— SOURCE PASSAGE —
The Generalized Poisson (GP) regression is a very flexible statistical model for count outcomes in that it can accommodate both over-dispersion and under-dispersion, which makes it a very practical modeling approach in real-world problems and is considered a serious contender for the Quasi-Poisson regression.
Prob(Y) = Alpha / Y! * (Alpha + Xi * Y) ^ (Y – 1) * EXP(-Alpha – Xi * Y)
E(Y) = Mu = Alpha / (1 – Xi)
Var(Y) = Mu / (1 – Xi) ^ 2
While the GP regression can be conveniently estimated with HMM procedure in SAS, I’d always like to dive a little deeper into its model specification and likelihood function to have a better understanding. For instance, there is a slight difference in GP model outcomes between HMM procedure in SAS and VGAM package in R. After looking into the detail, I then realized that the difference is solely due to the different parameterization.
Basically, there are three steps for estimating a GP regression with NLMIXED procedure. Due to the complexity of GP likelihood function and its convergence process, it is always a good practice to estimate a baseline Standard Poisson regression as a starting point and then to output its parameter estimates into a table, e.g. _EST as shown below.
ods output ParameterEstimates = _est; proc genmod data = mylib.credit_count; model majordrg = age acadmos minordrg ownrent / dist = poisson link = log; run;
After acquiring parameter estimates from a Standard Poisson regression, we can use them to construct initiate values of parameter estimates for the Generalized Poisson regression. In the code snippet below, we used SQL procedure to create 2 macro variables that we are going to use in the final model estimation of GP regression.

— EXERCISE INPUT —
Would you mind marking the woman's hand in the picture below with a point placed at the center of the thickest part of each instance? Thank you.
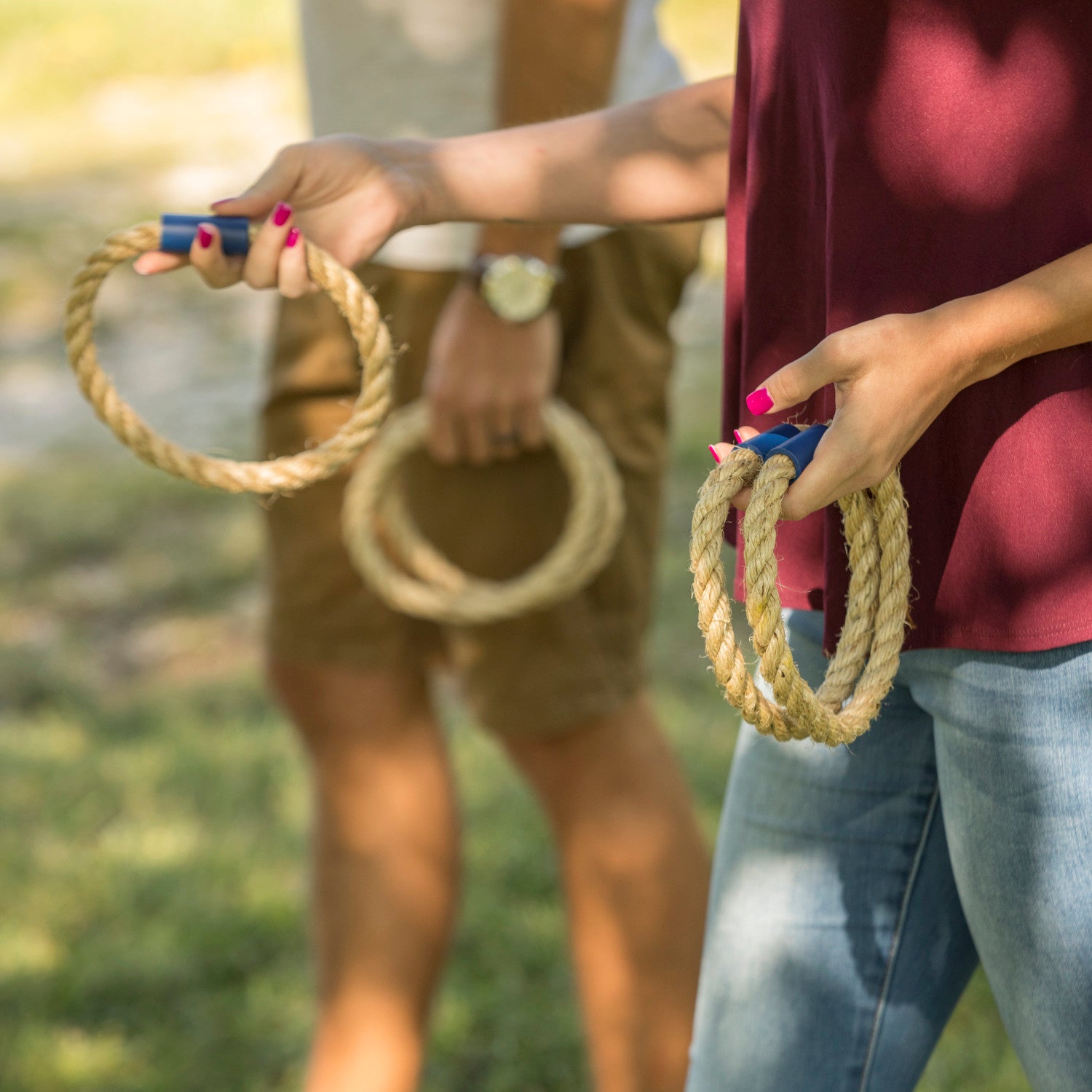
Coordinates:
(893, 377)
(487, 380)
(347, 194)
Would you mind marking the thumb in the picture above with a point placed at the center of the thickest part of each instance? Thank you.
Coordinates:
(277, 183)
(795, 382)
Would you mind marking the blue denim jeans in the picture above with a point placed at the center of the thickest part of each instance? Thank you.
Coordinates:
(855, 890)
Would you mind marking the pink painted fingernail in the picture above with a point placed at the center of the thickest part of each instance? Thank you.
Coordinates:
(760, 401)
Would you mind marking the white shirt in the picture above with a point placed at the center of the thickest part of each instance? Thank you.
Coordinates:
(426, 69)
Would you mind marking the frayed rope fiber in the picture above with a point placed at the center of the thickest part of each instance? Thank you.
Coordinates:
(864, 665)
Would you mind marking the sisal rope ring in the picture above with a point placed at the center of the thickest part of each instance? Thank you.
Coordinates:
(284, 474)
(864, 665)
(422, 583)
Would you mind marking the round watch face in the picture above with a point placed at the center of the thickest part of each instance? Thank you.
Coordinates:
(518, 288)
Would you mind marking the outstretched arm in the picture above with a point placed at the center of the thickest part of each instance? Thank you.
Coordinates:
(657, 161)
(488, 379)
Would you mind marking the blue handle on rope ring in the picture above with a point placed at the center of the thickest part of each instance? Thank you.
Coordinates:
(764, 443)
(178, 232)
(801, 449)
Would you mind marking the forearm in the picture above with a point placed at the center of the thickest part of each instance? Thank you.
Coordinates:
(1048, 309)
(659, 161)
(557, 59)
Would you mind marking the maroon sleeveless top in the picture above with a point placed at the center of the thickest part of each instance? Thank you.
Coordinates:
(888, 155)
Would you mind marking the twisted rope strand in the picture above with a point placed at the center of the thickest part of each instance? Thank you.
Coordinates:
(284, 474)
(413, 578)
(867, 657)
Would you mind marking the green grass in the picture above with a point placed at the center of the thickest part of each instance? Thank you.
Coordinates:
(153, 806)
(55, 52)
(153, 814)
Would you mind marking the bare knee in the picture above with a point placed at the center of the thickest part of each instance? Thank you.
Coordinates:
(339, 709)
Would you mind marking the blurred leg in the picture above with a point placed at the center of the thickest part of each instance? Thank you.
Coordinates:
(636, 875)
(386, 869)
(1015, 760)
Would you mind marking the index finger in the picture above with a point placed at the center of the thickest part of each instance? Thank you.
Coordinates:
(159, 261)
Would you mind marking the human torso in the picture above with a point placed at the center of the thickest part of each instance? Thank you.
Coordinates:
(426, 68)
(888, 157)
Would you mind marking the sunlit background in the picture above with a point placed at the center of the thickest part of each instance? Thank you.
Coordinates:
(153, 810)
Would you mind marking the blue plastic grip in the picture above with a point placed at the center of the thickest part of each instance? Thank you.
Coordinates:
(801, 448)
(178, 231)
(764, 443)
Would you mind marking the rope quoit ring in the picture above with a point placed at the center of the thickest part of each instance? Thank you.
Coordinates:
(421, 582)
(285, 474)
(864, 665)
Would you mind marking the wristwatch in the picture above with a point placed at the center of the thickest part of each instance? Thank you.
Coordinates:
(515, 288)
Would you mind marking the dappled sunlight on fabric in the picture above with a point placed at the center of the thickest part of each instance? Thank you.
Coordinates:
(963, 159)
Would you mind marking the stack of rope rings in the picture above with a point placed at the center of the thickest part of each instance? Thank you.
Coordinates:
(864, 665)
(430, 587)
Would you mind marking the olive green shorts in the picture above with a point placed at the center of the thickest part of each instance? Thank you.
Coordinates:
(547, 670)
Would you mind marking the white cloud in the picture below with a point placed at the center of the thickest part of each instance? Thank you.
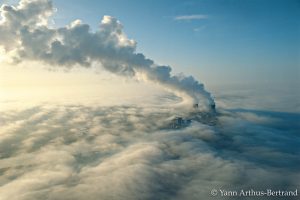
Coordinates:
(26, 35)
(126, 152)
(190, 17)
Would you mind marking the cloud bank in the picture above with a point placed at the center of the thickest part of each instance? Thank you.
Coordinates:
(26, 35)
(126, 152)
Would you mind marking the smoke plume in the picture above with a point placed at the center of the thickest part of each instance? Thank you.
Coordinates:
(26, 35)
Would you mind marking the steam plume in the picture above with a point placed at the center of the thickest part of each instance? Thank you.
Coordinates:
(26, 35)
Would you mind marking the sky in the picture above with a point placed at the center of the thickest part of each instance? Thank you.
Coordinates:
(98, 100)
(232, 42)
(235, 42)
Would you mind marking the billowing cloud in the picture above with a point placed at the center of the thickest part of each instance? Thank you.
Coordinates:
(26, 35)
(190, 17)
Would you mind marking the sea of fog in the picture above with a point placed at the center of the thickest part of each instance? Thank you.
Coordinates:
(112, 147)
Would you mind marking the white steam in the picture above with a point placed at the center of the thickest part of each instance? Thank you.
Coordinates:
(26, 35)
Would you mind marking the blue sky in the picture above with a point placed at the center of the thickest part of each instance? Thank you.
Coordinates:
(237, 42)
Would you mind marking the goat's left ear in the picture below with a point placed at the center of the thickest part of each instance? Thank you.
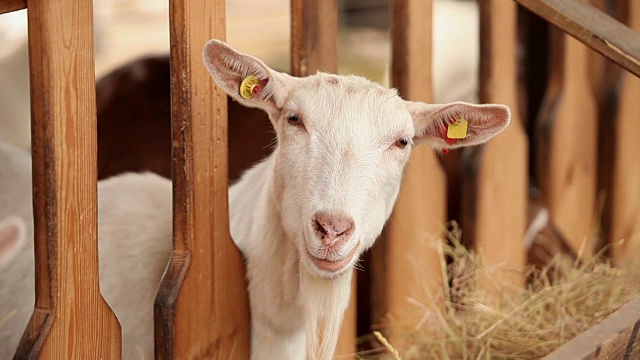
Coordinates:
(245, 78)
(432, 121)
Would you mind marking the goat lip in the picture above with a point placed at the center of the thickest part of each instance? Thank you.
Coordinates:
(333, 266)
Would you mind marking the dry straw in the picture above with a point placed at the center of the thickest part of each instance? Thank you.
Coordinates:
(559, 302)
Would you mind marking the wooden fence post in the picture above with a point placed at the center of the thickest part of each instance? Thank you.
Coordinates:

— WHAT THIS EXERCISE ASKS —
• 1. Copy the regression passage between "The Generalized Poisson (GP)" and "the different parameterization.", inclusive, swapping every "Alpha" for "Theta".
• 2. Find each line in the entries that contains the string "green" and copy it out. Case matters.
The regression passage and the entries are unrelated to each other.

— TASK ANSWERS —
• 1.
The Generalized Poisson (GP) regression is a very flexible statistical model for count outcomes in that it can accommodate both over-dispersion and under-dispersion, which makes it a very practical modeling approach in real-world problems and is considered a serious contender for the Quasi-Poisson regression.
Prob(Y) = Theta / Y! * (Theta + Xi * Y) ^ (Y – 1) * EXP(-Theta – Xi * Y)
E(Y) = Mu = Theta / (1 – Xi)
Var(Y) = Mu / (1 – Xi) ^ 2
While the GP regression can be conveniently estimated with HMM procedure in SAS, I’d always like to dive a little deeper into its model specification and likelihood function to have a better understanding. For instance, there is a slight difference in GP model outcomes between HMM procedure in SAS and VGAM package in R. After looking into the detail, I then realized that the difference is solely due to the different parameterization.

• 2.
Would you mind marking the green grass in the picture above with a point placed at the center of the thickest part of each instance? Thank you.
Would you mind marking the olive green shorts in the picture above with a point placed at the center of the thickest part of each instance? Thank you.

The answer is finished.